→ **Extracted data**
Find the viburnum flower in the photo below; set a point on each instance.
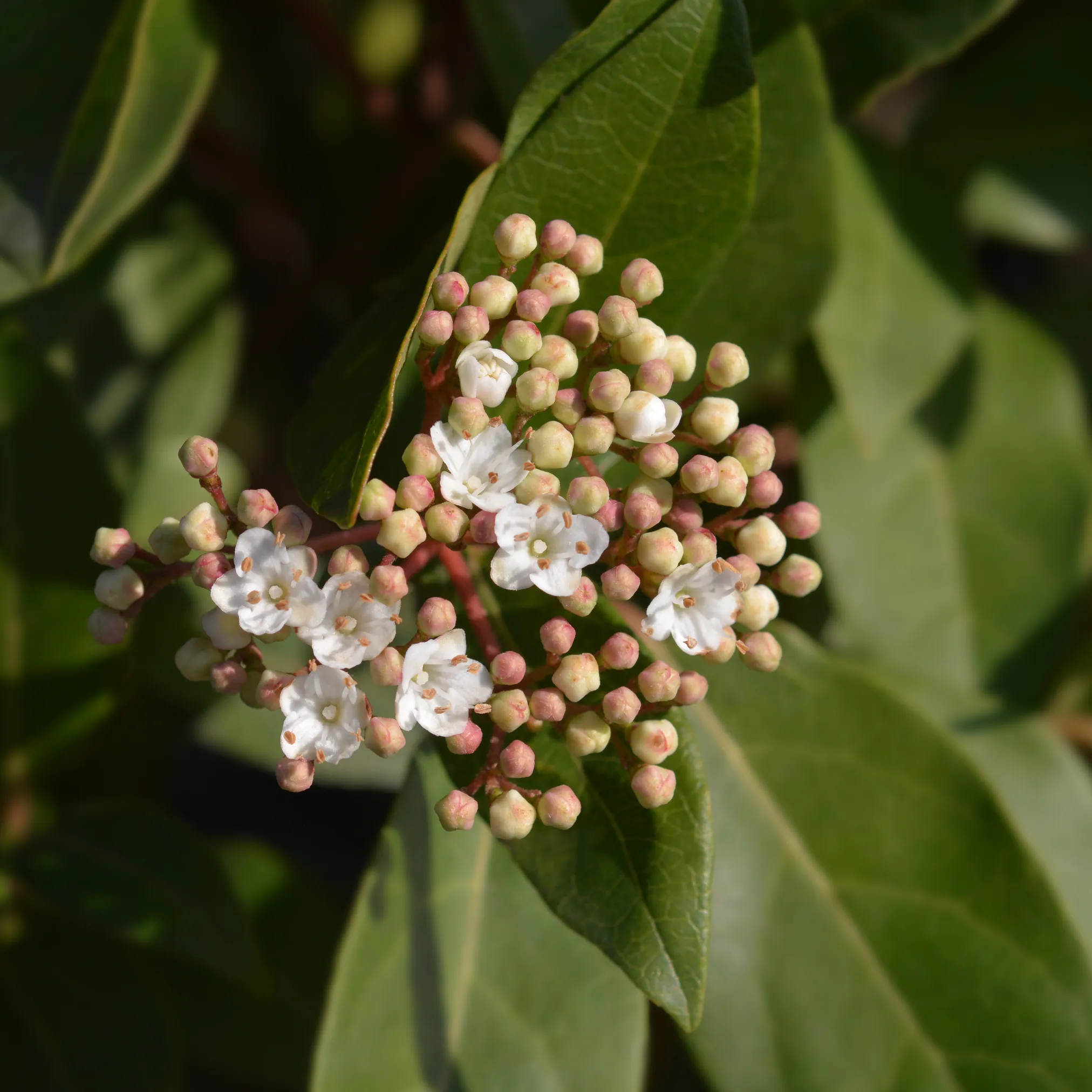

--

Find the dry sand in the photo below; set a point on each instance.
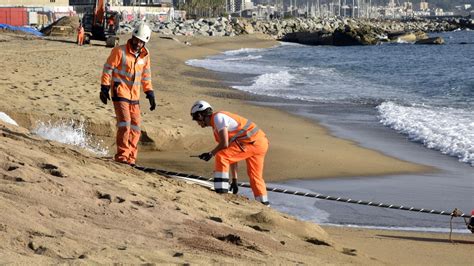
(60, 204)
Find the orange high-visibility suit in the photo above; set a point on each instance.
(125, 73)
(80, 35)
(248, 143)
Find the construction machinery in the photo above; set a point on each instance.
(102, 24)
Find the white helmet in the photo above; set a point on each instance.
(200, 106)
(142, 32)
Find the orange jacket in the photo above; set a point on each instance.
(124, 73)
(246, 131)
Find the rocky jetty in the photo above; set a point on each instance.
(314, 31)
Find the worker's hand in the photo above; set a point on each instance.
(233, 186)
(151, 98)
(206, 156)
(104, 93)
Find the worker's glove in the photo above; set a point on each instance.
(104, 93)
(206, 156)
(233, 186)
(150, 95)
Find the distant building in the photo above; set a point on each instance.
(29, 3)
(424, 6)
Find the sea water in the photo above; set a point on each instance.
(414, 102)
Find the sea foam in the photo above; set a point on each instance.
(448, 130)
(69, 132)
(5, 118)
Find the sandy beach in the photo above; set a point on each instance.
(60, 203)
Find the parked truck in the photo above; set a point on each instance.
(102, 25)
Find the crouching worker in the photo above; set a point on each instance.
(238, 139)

==

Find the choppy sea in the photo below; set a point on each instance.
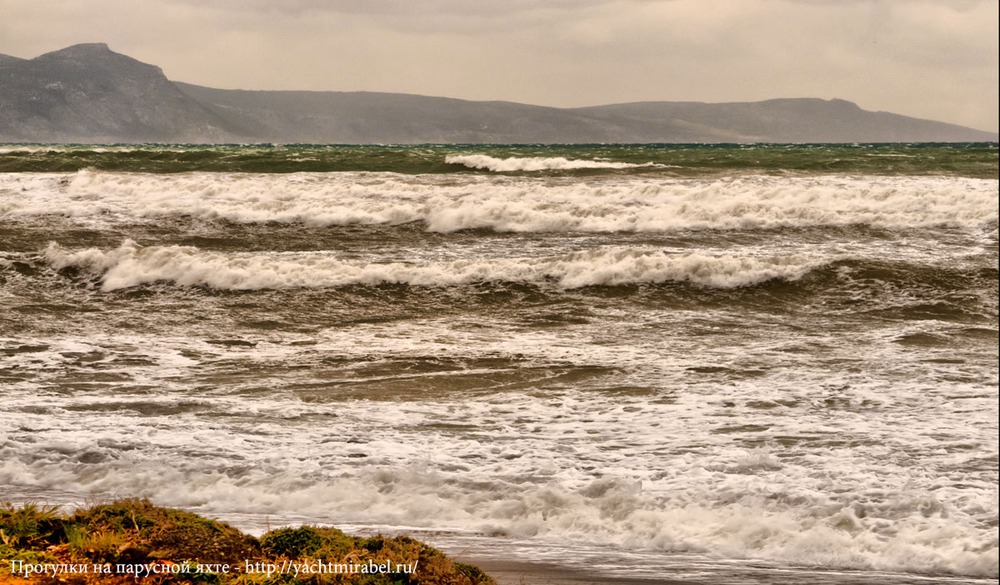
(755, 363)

→ **Your objective**
Pull out every line of the data above that contains the string "worker". The match is case-sensitive.

→ **Result below**
Find the worker's hand in the photo above; set a point on each instance.
Find the worker's glove in the photo above; set a point on each instance.
Find the crouching worker in the photo above; set a point on each instance.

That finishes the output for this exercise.